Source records
____

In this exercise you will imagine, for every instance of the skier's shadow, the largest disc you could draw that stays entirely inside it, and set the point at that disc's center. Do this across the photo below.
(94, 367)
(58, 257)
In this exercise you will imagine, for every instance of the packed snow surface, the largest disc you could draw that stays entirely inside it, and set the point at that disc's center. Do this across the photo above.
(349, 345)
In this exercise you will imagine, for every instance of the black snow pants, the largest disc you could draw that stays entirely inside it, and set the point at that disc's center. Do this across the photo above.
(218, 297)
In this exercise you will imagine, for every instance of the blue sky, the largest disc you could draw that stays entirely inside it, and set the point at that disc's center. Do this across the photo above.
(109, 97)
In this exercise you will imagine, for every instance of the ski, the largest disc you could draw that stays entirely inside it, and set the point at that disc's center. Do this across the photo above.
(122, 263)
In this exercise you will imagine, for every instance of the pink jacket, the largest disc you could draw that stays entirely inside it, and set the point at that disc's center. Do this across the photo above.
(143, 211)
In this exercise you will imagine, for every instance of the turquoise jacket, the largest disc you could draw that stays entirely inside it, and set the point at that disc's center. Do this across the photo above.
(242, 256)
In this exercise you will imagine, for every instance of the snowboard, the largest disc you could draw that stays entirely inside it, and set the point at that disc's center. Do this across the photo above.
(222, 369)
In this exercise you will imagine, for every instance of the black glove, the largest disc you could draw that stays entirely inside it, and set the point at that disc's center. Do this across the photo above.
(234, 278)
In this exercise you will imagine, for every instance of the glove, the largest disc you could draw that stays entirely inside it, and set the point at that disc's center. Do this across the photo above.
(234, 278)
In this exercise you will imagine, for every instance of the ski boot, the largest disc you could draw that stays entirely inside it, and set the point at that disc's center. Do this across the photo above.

____

What is required: Lay out the lines from the one containing "the snowboard, the" through the end of the records as a numbered list, leaving out any blank lines.

Result of the task:
1. In this exercise you will imagine, for every instance of the snowboard, the largest disc you could draw that stays entirely inside it, and set the point at that disc's center. Do this across the photo above.
2. (222, 369)
3. In this exercise you will imagine, for every instance of the black glove, the largest disc you could draw that stays entirely inside it, and set the point at that disc's center. Do this across the photo above.
4. (234, 278)
5. In this exercise you will imagine, for every instance of the glove, the largest disc you could draw that stays entirely inside it, and set the point at that disc's center. Do this across the photo above.
6. (234, 278)
7. In this exercise you will imagine, for every instance of the ski boot, the largest disc you could draw that stays entirely inside it, and set the point at that disc's center. Do this across the photo above.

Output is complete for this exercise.